* **YOUR ASSIGNMENT**: Transcribe the records word for word, beginning with the first line and ending with the line that contains "Target: the metal stall bar"; include nothing else.

### MATERIAL SUPPLIED

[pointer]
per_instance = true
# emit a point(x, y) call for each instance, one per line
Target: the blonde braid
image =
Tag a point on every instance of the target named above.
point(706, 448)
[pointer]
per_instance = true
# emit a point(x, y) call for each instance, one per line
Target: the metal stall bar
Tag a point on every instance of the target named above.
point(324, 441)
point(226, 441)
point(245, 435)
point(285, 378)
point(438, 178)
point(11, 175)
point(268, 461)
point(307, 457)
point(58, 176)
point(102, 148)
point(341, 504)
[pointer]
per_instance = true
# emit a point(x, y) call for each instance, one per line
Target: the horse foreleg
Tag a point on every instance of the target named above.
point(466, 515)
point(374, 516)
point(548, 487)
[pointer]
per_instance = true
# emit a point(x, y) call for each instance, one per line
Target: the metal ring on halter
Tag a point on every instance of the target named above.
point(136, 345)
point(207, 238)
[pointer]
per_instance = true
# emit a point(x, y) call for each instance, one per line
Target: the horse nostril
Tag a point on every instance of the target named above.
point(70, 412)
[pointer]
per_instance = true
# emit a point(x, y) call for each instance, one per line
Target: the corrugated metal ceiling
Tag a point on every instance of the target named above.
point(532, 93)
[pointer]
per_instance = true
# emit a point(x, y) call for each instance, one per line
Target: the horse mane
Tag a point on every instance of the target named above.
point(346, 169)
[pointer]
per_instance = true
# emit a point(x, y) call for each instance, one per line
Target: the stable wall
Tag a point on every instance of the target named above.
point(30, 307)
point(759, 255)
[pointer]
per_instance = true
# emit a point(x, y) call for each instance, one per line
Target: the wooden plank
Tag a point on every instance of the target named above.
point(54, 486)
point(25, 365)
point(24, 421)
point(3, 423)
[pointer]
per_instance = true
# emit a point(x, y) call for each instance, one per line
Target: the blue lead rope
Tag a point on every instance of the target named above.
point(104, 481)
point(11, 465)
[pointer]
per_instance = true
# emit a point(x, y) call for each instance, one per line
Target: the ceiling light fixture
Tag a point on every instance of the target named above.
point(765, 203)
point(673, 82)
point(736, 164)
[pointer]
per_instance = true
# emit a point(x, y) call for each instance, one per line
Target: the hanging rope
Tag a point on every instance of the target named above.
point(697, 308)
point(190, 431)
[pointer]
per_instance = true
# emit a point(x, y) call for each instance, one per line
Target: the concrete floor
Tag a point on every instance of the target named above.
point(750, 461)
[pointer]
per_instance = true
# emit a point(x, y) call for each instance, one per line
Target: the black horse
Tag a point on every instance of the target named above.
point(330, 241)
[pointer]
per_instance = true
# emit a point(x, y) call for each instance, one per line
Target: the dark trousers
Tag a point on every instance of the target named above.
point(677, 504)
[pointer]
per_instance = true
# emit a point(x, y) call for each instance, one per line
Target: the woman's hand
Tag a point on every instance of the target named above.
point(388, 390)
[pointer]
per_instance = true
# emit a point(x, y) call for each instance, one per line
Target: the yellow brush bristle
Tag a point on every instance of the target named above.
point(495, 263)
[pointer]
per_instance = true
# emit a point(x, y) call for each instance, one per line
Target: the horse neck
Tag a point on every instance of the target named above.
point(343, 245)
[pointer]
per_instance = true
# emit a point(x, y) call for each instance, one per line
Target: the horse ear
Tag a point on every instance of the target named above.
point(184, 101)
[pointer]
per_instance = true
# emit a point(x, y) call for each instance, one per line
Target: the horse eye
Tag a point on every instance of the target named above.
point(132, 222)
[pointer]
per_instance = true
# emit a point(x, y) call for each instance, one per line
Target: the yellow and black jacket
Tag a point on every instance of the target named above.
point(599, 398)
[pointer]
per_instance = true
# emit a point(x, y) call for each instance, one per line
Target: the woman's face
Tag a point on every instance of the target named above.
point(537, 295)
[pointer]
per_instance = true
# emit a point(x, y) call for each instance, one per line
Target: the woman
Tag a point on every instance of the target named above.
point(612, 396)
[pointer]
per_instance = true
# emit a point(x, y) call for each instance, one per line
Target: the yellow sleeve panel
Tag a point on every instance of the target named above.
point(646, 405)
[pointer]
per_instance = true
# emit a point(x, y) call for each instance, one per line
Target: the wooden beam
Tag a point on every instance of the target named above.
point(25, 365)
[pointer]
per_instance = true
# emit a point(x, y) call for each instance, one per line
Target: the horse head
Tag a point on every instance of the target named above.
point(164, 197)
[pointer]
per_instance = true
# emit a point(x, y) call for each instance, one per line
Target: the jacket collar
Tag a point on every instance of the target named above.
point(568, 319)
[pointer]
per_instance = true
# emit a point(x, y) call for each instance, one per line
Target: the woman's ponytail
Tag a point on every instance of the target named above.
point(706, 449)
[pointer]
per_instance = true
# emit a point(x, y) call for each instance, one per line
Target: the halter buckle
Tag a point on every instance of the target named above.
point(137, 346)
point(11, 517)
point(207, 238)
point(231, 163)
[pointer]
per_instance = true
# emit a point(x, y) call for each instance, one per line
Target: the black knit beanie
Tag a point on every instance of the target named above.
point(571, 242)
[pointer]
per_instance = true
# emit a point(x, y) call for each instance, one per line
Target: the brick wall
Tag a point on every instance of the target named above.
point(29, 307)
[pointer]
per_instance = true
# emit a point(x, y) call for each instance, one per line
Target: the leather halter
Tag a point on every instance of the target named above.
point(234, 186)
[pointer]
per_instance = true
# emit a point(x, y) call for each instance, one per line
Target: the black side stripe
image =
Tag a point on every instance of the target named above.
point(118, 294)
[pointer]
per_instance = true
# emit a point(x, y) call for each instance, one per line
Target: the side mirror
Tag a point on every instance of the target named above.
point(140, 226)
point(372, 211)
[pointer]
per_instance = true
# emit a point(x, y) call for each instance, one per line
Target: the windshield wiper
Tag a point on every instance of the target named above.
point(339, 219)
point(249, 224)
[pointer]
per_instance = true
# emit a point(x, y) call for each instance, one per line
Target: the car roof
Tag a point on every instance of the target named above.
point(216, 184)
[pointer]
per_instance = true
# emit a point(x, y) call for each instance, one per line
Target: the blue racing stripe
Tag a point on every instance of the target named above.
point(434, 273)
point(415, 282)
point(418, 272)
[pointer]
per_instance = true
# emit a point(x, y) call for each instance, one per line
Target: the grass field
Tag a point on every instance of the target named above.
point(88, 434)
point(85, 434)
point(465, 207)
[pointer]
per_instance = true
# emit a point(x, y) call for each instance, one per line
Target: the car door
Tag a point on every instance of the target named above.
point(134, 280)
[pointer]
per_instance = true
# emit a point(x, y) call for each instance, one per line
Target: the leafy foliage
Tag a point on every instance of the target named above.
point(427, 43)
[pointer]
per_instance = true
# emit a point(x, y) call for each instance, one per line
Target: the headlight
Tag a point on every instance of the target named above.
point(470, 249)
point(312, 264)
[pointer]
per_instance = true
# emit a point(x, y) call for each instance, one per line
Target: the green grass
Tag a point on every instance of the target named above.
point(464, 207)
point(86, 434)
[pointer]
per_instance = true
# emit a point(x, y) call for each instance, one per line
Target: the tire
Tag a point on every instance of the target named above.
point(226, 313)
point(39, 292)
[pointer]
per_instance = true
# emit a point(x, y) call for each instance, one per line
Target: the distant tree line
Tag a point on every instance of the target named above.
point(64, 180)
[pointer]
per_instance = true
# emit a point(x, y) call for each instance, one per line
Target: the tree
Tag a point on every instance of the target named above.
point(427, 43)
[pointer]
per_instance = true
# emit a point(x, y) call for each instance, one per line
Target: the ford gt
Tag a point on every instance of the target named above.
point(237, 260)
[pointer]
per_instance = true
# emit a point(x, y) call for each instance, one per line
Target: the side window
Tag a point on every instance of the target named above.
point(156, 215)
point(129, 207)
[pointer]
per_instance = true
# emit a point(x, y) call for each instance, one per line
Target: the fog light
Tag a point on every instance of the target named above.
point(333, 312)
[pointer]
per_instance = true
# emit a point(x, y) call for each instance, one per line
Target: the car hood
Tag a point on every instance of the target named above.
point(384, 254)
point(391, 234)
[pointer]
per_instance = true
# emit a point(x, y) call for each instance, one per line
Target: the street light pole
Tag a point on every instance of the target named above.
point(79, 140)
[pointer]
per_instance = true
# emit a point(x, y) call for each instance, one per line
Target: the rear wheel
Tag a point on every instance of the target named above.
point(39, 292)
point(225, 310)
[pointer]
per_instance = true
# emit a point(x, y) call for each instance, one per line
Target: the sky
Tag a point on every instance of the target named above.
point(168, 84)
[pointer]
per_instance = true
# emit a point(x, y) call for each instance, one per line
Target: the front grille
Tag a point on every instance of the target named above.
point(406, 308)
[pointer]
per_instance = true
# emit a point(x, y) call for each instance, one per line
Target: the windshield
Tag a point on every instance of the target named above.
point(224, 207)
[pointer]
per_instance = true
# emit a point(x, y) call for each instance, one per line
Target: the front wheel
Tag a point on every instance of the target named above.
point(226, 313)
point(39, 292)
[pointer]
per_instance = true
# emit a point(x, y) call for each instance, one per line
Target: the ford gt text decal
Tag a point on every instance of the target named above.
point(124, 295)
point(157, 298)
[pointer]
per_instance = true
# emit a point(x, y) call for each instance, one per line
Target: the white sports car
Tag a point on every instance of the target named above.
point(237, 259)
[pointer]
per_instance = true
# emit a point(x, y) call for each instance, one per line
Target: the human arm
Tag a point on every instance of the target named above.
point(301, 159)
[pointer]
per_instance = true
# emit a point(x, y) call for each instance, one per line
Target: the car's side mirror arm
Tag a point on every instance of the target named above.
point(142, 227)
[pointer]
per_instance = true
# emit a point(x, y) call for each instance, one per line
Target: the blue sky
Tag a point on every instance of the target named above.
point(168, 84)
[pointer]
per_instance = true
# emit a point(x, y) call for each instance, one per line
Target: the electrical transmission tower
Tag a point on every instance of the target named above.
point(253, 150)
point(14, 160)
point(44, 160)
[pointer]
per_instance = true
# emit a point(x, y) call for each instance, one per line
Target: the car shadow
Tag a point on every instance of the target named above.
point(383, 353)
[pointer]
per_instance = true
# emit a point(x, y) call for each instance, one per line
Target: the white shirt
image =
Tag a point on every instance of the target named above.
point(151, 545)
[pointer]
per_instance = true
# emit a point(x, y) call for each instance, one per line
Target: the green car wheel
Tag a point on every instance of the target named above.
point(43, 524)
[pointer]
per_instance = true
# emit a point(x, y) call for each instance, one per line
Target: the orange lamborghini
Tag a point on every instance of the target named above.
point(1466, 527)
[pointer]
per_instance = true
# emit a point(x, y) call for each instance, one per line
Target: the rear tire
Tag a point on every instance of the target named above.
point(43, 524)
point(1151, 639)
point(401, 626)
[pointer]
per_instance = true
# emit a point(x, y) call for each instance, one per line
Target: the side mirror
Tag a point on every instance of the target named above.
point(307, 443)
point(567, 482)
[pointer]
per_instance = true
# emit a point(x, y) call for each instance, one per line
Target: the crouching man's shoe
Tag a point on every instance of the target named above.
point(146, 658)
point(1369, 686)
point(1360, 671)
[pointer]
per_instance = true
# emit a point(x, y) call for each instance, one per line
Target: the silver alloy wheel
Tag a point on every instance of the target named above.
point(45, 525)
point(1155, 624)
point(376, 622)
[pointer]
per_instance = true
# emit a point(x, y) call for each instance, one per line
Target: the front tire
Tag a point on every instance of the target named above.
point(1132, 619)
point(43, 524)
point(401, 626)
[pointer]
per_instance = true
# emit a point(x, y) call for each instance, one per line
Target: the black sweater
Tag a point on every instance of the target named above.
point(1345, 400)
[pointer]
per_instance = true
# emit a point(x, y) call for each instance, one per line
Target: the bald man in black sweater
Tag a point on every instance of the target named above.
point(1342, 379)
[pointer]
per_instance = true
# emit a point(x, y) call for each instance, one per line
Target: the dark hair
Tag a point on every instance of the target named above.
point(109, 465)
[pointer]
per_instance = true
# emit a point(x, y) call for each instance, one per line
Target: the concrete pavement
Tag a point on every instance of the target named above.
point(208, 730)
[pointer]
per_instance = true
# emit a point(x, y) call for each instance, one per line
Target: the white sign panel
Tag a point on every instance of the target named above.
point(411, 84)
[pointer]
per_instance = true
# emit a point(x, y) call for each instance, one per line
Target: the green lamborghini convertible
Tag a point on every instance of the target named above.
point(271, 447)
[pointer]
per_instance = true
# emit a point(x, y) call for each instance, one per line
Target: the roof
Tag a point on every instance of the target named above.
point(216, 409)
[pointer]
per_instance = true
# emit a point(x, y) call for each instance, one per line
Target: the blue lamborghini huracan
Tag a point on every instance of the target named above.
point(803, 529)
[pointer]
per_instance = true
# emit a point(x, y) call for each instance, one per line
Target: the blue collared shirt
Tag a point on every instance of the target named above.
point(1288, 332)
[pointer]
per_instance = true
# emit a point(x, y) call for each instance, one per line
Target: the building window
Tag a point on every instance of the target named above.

######

* **WRITTEN RESPONSE**:
[pointer]
per_instance = true
# emit a point(x, y) call for each instance, one per line
Target: the blonde braid
image =
Tag a point on every instance of the target named above.
point(706, 448)
[pointer]
per_instance = true
# emit a point(x, y) call for each instance, one per line
Target: the metal stall bar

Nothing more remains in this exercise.